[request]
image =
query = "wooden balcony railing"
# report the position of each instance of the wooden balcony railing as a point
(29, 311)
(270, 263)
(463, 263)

※ ※ ※

#### [Goal]
Can you rewrite all the records with each "balcony" changed to "porch" and everything else left the same?

#### [Solution]
[request]
image =
query = "wooden porch railing"
# report the position of each instance of the wooden porch railing as a point
(29, 311)
(270, 263)
(463, 263)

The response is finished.